WORK ORDER –
Answer each question about the night terrors text below, numbering your answers 1., 2. and 3. on separate lines.
1. How much will a child remember of a night terror?
2. How does the text define a nightmare?
3. Once a parent enters the room after a nightmare, what three things might the child do?
EXCERPTED TEXT START
The Screaming Terror in the Night
It’s late at night and everyone is sleeping soundly until you are very suddenly awakened by your child’s shrill scream. You have never heard anything like this scream and your heart is in your throat. You jump out of bed and run down the hall to their bedroom open their door and they are sitting in bed screaming. A blood curdling scream like no other you have ever heard! You rush to their bedside and immediately try comforting them and start doing everything and anything you can possibly think of to help but they are not calming down at all. In fact, they don’t even seem to notice you are there. They are staring right through you like you aren’t even there yet still calling your name. A little scary for a parent, which is why I used to make my husband come in with me. Although it can be traumatic as a parent, the good news is your child will have zero recollection of the event.
Nightmare or night terror?
It can be difficult for some parents to distinguish between a nightmare and a night terror. A nightmare is a bad dream. With a nightmare the child will most likely wake up, cry and once you enter the room, they will either climb into your lap, hug you, or start talking right away. They will see you, acknowledge you are there and calm with your presence.
EXCERPTED TEXT END
SUPPLIED MATERIAL START
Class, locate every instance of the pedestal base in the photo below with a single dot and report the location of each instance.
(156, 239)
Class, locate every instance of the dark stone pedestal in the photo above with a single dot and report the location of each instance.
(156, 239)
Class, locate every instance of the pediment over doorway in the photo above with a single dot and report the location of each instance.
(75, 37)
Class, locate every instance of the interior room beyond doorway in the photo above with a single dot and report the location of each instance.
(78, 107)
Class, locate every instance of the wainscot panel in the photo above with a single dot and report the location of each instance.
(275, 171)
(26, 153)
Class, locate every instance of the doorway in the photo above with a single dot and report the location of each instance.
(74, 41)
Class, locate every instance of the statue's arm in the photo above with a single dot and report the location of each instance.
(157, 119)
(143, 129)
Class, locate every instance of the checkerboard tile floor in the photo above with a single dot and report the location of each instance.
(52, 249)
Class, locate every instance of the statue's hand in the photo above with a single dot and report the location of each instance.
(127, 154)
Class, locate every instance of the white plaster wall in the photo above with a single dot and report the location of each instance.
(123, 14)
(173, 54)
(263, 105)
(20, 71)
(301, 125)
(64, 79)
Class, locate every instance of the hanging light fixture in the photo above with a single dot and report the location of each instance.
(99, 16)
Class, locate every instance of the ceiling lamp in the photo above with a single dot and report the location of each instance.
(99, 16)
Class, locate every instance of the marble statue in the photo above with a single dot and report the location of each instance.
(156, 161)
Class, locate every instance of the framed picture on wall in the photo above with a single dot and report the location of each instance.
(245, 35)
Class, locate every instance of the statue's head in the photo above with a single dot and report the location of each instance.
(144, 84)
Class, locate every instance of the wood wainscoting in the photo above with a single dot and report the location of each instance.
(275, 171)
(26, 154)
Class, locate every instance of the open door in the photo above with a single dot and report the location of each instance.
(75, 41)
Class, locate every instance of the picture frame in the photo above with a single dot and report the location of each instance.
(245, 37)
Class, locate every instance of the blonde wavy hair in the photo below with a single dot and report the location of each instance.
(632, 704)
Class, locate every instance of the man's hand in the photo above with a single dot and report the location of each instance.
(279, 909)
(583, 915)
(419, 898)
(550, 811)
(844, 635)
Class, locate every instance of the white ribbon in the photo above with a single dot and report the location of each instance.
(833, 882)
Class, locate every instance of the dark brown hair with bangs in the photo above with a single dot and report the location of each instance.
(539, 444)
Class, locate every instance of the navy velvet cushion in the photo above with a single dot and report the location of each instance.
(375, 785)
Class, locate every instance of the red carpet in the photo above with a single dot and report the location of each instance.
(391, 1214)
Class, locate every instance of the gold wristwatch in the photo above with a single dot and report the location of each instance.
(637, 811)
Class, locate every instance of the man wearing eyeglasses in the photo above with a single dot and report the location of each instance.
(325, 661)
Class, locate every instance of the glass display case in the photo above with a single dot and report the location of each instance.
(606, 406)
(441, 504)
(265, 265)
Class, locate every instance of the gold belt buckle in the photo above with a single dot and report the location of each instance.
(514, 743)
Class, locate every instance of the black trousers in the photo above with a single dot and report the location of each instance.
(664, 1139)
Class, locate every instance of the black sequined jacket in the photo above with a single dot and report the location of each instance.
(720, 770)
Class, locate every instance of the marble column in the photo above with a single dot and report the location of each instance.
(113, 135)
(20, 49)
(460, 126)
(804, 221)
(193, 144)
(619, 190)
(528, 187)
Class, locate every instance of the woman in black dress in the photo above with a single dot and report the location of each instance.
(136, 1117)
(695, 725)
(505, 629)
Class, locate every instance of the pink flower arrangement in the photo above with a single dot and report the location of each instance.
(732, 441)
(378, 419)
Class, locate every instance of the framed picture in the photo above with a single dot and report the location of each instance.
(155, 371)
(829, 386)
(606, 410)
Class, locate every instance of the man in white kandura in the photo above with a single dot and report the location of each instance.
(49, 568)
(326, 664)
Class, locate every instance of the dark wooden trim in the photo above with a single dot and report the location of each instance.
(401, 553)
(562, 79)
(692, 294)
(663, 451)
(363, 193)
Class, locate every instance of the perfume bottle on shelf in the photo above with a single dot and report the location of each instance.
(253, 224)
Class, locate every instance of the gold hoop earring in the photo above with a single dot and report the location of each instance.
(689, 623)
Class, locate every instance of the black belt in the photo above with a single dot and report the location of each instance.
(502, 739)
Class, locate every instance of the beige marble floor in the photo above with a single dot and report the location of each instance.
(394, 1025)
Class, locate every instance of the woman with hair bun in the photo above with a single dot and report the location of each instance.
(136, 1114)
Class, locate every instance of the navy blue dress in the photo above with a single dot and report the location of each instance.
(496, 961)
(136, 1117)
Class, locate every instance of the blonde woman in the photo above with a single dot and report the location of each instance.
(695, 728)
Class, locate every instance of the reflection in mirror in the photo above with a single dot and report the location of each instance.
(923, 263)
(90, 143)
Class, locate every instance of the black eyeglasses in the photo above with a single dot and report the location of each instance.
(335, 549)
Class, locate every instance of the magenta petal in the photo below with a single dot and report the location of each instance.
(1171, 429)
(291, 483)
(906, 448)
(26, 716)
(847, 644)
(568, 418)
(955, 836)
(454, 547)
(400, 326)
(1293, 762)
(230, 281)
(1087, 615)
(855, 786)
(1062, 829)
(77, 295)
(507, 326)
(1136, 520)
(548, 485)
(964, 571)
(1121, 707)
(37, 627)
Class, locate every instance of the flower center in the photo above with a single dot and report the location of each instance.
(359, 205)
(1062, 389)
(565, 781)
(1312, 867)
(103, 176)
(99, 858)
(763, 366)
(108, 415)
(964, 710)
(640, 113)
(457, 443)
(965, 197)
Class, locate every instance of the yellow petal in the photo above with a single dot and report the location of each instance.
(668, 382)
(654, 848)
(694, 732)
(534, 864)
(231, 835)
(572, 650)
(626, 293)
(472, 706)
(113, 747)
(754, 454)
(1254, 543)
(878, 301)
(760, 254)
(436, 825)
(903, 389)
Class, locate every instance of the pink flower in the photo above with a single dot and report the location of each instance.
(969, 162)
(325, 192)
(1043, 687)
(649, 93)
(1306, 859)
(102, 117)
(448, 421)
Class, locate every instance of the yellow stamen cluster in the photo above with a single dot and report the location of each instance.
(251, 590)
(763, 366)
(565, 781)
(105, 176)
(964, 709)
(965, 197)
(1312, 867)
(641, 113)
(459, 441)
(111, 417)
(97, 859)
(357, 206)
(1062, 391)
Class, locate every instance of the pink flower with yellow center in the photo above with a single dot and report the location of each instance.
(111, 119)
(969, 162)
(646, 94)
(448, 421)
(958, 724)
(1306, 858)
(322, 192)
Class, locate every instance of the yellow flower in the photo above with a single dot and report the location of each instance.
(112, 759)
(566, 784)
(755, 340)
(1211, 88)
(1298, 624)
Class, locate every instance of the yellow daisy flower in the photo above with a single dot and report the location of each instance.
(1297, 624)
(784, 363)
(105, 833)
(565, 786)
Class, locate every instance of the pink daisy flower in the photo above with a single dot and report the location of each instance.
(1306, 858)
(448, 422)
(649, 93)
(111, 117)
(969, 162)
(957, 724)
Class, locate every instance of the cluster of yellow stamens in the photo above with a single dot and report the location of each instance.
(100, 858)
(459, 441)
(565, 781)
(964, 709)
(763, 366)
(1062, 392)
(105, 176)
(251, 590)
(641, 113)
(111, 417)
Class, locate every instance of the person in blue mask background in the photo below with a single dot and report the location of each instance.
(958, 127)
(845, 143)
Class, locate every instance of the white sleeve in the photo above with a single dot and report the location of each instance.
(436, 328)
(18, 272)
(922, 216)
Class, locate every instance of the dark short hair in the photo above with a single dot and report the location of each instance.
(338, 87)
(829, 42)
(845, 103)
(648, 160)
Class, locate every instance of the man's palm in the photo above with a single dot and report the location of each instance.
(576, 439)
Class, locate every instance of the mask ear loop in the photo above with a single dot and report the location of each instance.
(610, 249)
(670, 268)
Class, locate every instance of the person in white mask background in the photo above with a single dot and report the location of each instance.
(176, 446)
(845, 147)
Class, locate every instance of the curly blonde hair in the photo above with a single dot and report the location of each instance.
SUPPLIED MATERIAL END
EXERCISE SOLUTION –
1. The child will have zero recollection of the event.
2. A nightmare is a bad dream.
3. The child might climb into the parent's lap, hug the parent, or start talking right away.